** Start of Input rows **

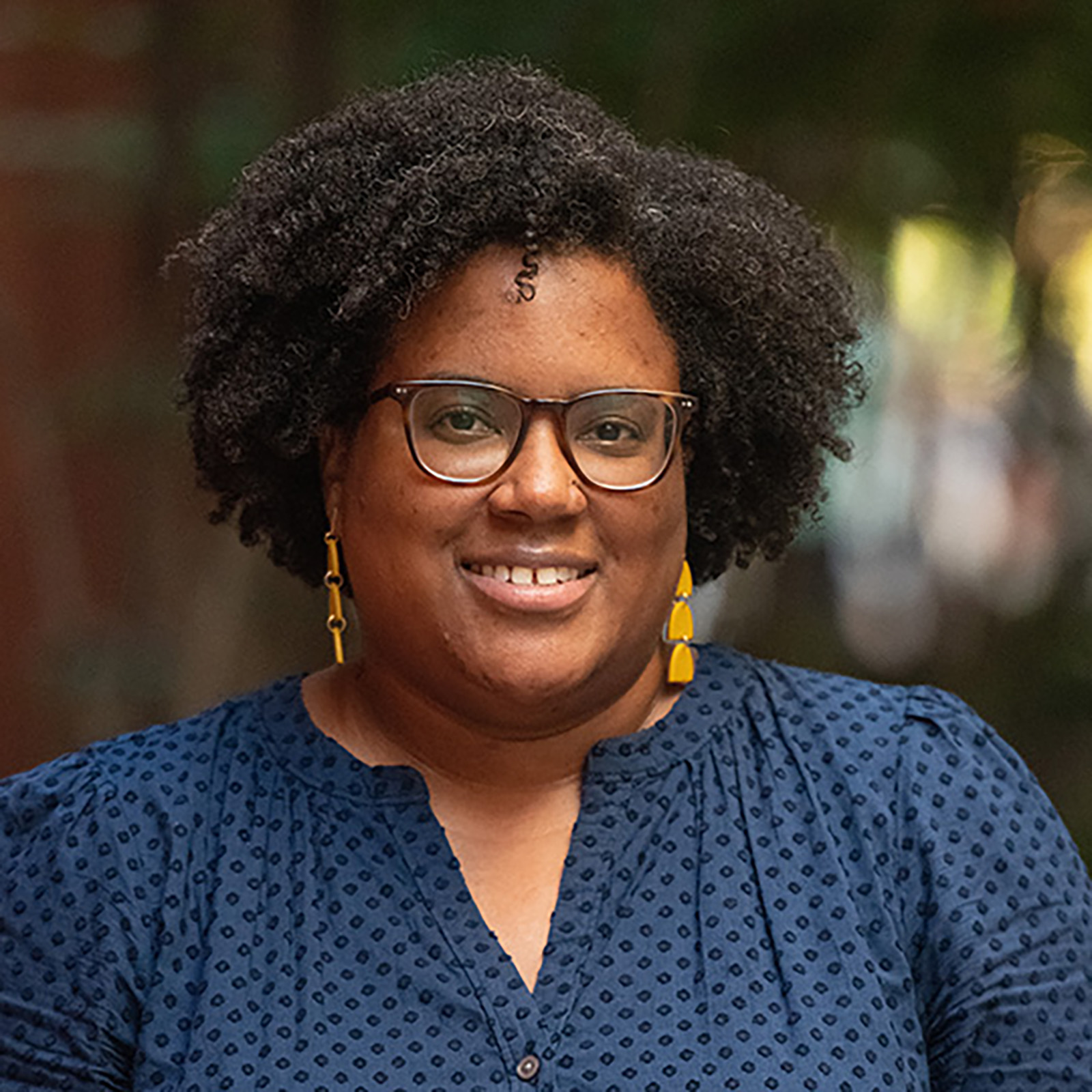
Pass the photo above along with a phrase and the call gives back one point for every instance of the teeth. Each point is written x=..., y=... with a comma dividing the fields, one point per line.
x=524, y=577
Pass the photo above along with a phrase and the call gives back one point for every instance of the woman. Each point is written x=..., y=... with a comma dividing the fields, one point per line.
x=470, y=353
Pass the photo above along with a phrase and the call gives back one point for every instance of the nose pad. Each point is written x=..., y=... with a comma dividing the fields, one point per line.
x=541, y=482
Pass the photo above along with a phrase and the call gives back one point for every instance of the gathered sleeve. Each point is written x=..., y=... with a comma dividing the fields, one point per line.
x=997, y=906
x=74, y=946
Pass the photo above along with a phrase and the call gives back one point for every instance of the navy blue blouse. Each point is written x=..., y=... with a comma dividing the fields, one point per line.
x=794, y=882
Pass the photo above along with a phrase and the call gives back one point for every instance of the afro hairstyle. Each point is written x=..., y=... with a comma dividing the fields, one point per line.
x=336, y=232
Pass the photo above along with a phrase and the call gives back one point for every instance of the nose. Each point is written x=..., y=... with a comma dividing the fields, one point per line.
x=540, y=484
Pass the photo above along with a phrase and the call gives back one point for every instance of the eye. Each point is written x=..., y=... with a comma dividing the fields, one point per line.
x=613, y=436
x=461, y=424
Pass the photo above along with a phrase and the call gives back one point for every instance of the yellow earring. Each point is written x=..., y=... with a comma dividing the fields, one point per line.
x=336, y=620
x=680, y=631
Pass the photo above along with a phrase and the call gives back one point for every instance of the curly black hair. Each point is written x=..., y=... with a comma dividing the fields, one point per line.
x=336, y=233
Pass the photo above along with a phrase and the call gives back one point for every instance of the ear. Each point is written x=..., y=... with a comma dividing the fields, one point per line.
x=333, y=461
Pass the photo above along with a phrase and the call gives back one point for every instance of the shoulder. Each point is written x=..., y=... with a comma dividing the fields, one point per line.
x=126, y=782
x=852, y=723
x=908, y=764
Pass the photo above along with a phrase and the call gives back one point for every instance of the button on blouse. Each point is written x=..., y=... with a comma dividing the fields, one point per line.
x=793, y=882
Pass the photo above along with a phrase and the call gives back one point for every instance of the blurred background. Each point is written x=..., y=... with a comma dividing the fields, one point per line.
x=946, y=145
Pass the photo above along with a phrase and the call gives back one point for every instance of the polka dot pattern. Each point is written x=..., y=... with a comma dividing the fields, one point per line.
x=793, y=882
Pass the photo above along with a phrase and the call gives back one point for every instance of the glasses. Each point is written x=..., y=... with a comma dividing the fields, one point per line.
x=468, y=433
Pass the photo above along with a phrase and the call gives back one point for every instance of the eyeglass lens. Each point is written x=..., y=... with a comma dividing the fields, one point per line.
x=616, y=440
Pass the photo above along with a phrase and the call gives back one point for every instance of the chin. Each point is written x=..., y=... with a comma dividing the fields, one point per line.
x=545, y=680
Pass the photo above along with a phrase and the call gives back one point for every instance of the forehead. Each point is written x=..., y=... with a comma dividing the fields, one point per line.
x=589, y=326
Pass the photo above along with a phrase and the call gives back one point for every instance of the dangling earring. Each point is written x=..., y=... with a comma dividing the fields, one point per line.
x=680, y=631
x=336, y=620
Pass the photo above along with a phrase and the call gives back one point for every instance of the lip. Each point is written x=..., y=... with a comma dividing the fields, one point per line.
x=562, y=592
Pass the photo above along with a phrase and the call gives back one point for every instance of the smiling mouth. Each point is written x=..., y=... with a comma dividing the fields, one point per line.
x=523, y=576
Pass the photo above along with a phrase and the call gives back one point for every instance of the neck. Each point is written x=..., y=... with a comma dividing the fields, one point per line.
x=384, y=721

** End of Input rows **

Leave out the pictures and transcribe the entries above exactly.

● **Response to this task**:
Pass the photo above along with a phrase and the call gives back one point for every instance of the teeth. Each point is written x=..., y=... with a comma dividing the fields, one point per line.
x=524, y=577
Pass the photo above along with a phrase and the call gives back one point for every instance of the woman. Each point is written x=..., y=... with a comma dividing the fields, one point per line.
x=470, y=353
Pass the photo above along with a phrase and the call gives back one point for every instance of the nose pad. Each point is written x=..., y=... with a comma dividing the fields, one point per line.
x=541, y=482
Pass the photo above along with a phrase and the call gives back one point for every instance of the gathered sleeve. Each point is written x=..., y=... with a comma dividing the fields, one point per line.
x=997, y=906
x=74, y=946
Pass the photo above along with a phrase and the call gives back one point for every instance of the navy blue blouse. Each point is written x=..., y=... with a comma dividing the fields, one point per line.
x=794, y=882
Pass the photo above along with a phrase and the call gives back one point for every instance of the afro hairstyle. Each point is written x=..., y=... with a comma dividing the fields, one point per line.
x=336, y=232
Pass the photo above along with a phrase and the call gives back one point for every instance of the nose. Each point is written x=..., y=... with a comma dividing the fields, one point per line.
x=540, y=484
Pass the photo above along with a phrase and the call gives back one point for every instance of the eye. Each point is written x=..., y=... with a comma dividing the fields, one point per line.
x=613, y=436
x=461, y=424
Pass the photo above along with a phrase and the call gives back one point for every instance of the yellow earring. Each point is written x=..., y=... with a comma dividing the fields, one point per line.
x=336, y=620
x=680, y=631
Pass the photo above along with a phrase and the call gives back one point for every instance of the curly black hair. Each point is written x=..., y=... with a comma dividing the fields, one point per line.
x=336, y=233
Pass the photo above along with a phrase and the call gives back one point for every instance of the ear. Each point is written x=..., y=... with a comma dividing the fields, one point per line.
x=333, y=461
Pass the photo above along with a phrase and the call gives back one point for every instance of the shoulder. Each point is written x=..., y=... with a comma dividing the fields, one point per line.
x=126, y=782
x=852, y=723
x=908, y=764
Pass the photo above along with a phrase and the call gives back one point for every instance of the button on blouse. Each point is written x=..., y=... with a comma dividing the fields, one point per line.
x=793, y=882
Pass the photo above along with a phrase and the call gives back one point for every instance of the blurred background. Each point is written x=..., y=... with a comma dividing the fields, one point per line.
x=946, y=145
Pass the photo above along with a phrase and the call gives back one point for every instance of the polka dot pattern. Each point is written x=..., y=... with a comma dividing the fields, one point per line.
x=793, y=882
Pass the photo above along with a phrase and the call gives back one point for every instance of the glasses. Each point is written x=..., y=... with a comma dividing the fields, one point per line.
x=468, y=433
Pass the photo above along with a phrase and the call gives back one point for every instance of the eyeglass lens. Each point is written x=..., y=... with a comma dividing the fields, one point per line.
x=616, y=440
Pass the photo above along with a phrase and the call gives back one point for every instance of the chin. Each point is written x=..., y=... with a comma dividing the fields, one point per line.
x=545, y=680
Pass the photo above along with a phrase and the call gives back one point for every instance of the forehead. Each point is written x=..., y=... with a comma dividing the fields, one point per line.
x=589, y=326
Pass the photo above along with a phrase and the call gives back one point for every instance of the dangling earring. Each point is written x=..., y=... with a comma dividing the fields, one point per line.
x=680, y=631
x=336, y=620
Pass the photo above along with a phrase and the call gives back one point for every instance of the lip. Each point is written x=..., y=... with a comma dividing the fields, one point per line.
x=562, y=592
Pass the photo above along with a phrase and the call gives back one point for every instance of the smiling mouth. Each point is written x=..., y=... with a comma dividing the fields, one point per line.
x=523, y=576
Pass the photo above along with a phrase and the call gives back one point for every instance of the neck. Each point is written x=..., y=... with a comma dividing the fields, one point per line.
x=384, y=721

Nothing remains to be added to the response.